- Opening Delimiter -

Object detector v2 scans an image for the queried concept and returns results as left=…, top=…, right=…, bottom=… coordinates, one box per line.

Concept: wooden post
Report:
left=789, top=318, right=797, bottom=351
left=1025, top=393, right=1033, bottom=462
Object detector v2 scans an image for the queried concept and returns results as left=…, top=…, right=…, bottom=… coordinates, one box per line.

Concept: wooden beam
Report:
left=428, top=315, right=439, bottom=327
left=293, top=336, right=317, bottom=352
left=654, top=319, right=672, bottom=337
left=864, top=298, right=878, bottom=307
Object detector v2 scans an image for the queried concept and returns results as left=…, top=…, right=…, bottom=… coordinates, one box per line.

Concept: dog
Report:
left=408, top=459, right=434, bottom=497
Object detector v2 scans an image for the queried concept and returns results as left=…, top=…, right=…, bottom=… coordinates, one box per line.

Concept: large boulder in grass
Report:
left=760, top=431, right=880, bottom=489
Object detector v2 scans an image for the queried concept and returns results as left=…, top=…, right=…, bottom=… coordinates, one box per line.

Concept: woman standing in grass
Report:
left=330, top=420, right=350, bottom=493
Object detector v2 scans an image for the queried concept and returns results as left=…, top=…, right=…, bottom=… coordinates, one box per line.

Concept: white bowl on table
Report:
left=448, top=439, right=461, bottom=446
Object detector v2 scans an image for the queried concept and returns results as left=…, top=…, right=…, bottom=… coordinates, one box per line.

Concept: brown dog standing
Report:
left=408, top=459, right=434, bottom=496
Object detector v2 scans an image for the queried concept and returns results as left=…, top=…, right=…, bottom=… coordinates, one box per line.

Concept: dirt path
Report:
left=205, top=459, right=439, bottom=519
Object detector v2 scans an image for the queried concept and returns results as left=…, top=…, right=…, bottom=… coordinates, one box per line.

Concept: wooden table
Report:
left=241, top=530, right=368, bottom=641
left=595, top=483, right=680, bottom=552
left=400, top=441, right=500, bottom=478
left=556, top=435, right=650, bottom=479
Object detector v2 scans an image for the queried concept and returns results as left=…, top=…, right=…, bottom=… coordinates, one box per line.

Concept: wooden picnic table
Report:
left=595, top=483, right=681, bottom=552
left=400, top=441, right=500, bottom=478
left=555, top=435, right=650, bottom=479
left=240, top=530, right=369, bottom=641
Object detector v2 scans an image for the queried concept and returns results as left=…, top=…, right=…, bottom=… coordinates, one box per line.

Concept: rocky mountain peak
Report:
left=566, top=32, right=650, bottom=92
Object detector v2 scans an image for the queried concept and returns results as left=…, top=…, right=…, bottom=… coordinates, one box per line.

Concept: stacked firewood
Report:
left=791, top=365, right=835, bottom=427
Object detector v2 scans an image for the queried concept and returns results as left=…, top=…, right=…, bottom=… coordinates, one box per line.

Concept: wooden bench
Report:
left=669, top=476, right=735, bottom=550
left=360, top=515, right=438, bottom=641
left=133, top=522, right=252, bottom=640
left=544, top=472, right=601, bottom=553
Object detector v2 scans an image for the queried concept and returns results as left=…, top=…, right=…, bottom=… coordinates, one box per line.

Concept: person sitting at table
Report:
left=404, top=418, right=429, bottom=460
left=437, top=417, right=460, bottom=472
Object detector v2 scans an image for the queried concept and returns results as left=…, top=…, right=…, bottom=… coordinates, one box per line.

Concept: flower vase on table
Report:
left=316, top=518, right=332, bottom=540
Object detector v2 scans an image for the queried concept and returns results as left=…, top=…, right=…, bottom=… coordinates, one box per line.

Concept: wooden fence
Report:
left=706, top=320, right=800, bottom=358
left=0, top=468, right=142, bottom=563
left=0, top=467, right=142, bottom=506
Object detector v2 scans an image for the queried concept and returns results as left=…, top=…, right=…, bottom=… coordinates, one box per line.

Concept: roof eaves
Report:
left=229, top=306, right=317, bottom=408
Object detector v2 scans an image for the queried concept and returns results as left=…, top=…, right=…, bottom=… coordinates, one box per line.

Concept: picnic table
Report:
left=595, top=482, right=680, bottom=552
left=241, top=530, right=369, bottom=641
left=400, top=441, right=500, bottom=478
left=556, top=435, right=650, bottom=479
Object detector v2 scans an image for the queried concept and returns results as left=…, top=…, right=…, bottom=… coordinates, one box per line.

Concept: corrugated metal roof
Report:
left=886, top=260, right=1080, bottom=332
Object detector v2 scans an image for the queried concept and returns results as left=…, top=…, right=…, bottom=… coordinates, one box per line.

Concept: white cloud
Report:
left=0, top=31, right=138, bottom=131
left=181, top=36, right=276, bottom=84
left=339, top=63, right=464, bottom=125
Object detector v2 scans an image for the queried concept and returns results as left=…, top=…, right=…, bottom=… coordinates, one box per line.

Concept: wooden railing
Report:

- Closing Delimiter -

For this exercise, set down the entire listing above exactly as given.

• TASK SOLUTION:
Object detector v2 scans an image for the queried concept and returns results as left=…, top=…, right=…, bottom=… coordinates, one box per line.

Concept: wooden post
Report:
left=789, top=318, right=797, bottom=351
left=1025, top=393, right=1033, bottom=462
Object detector v2 scans an image for the queried concept and returns results as left=…, top=…, right=…, bottom=… coordinates, one box per line.

Concept: wooden beam
Report:
left=428, top=315, right=439, bottom=327
left=293, top=336, right=317, bottom=352
left=654, top=319, right=672, bottom=337
left=864, top=298, right=878, bottom=307
Object detector v2 scans an image for the queried concept and returns results as left=…, top=…, right=…, bottom=… coordinates, one box per line.

Concept: dog
Report:
left=408, top=459, right=434, bottom=497
Object detector v2 scans an image for the queried concept and returns results as left=…, top=…, right=…, bottom=… coordinates, one box per line.

Concept: large boulder in grass
Report:
left=760, top=431, right=880, bottom=489
Object detector v2 scans an image for the queried concept and returns results as left=…, top=…, right=…, bottom=… coordinates, one box per line.

Concept: woman standing in grass
Report:
left=330, top=420, right=350, bottom=493
Object detector v2 scans an image for the queried concept and returns results as left=…, top=…, right=…, bottom=… coordinates, one box per line.

Concept: white bowl on table
Report:
left=448, top=439, right=461, bottom=446
Object detector v2 scans an image for the queried concept and returns results as left=…, top=…, right=…, bottom=… coordinates, one box per line.

Concept: brown dog standing
Report:
left=408, top=459, right=434, bottom=496
Object detector v2 scans an image for the queried concept and returns results as left=…, top=…, right=…, bottom=… coordinates, one box per line.

Concept: dirt path
Report:
left=205, top=459, right=439, bottom=519
Object detector v2 scans an image for the queried concept and returns results as left=…, top=…, right=…, bottom=… coordinates, one box per line.

Concept: wooden table
Report:
left=241, top=530, right=368, bottom=641
left=595, top=483, right=680, bottom=552
left=400, top=441, right=500, bottom=478
left=556, top=435, right=650, bottom=479
Object detector v2 scans an image for the queried concept and returns results as left=…, top=…, right=…, bottom=… coordinates, one box per line.

Concept: wooden picnic table
Report:
left=595, top=483, right=681, bottom=552
left=400, top=441, right=500, bottom=478
left=555, top=435, right=650, bottom=479
left=240, top=530, right=369, bottom=641
Object detector v2 scans an image for the queried concept and returns results as left=…, top=…, right=…, bottom=… coordinates, one box per line.

Concept: rocky mountain peak
Report:
left=566, top=32, right=650, bottom=92
Object detector v2 scans an image for the queried concept and returns results as left=…, top=…, right=…, bottom=… coordinates, one box per line.

Concept: stacked firewood
Report:
left=791, top=365, right=835, bottom=427
Object detector v2 scans an image for the queried concept and returns results as left=…, top=…, right=…, bottom=… coordinates, one box per line.

Concept: wooden bench
Report:
left=669, top=476, right=735, bottom=550
left=360, top=515, right=438, bottom=641
left=133, top=522, right=252, bottom=640
left=544, top=472, right=601, bottom=553
Object detector v2 scans an image for the queried concept and returns results as left=…, top=…, right=…, bottom=… coordinates, one box per line.

Concept: person sitting at table
Report:
left=404, top=418, right=429, bottom=460
left=437, top=417, right=460, bottom=472
Object detector v2 scans an image for the queried concept and returns results as left=…, top=…, right=…, bottom=… coordinates, one box per line.

Concept: flower vase on table
Report:
left=316, top=518, right=332, bottom=540
Object detector v2 scans an image for the queried concept and returns results as left=…, top=…, right=…, bottom=… coordinates, one box per line.

Concept: wooden fence
Report:
left=706, top=320, right=800, bottom=358
left=0, top=468, right=142, bottom=563
left=0, top=467, right=142, bottom=506
Object detector v2 scans an image for the queried concept and returns results as left=…, top=…, right=…, bottom=… coordinates, one box per line.

Concept: roof eaves
Report:
left=229, top=306, right=317, bottom=408
Object detector v2 scans an image for the queried concept and returns results as left=…, top=…, right=…, bottom=… coordinates, one box per line.

Concept: picnic table
Report:
left=595, top=482, right=680, bottom=552
left=241, top=530, right=369, bottom=641
left=400, top=441, right=500, bottom=478
left=556, top=435, right=650, bottom=479
Object detector v2 scans an image for the queried concept and returns results as left=…, top=…, right=…, bottom=… coordinates, one box per line.

Concept: corrugated metal roof
Report:
left=886, top=260, right=1080, bottom=332
Object detector v2 scans an image for the queried concept and returns results as left=…, top=…, right=…, bottom=… coordinates, one box per line.

Concept: white cloud
Report:
left=0, top=31, right=138, bottom=131
left=181, top=36, right=276, bottom=84
left=339, top=63, right=464, bottom=125
Object detector v2 scans an image for the queried concept and returns results as left=…, top=…, right=…, bottom=… coordinates, one box per line.

Concept: wooden railing
Report:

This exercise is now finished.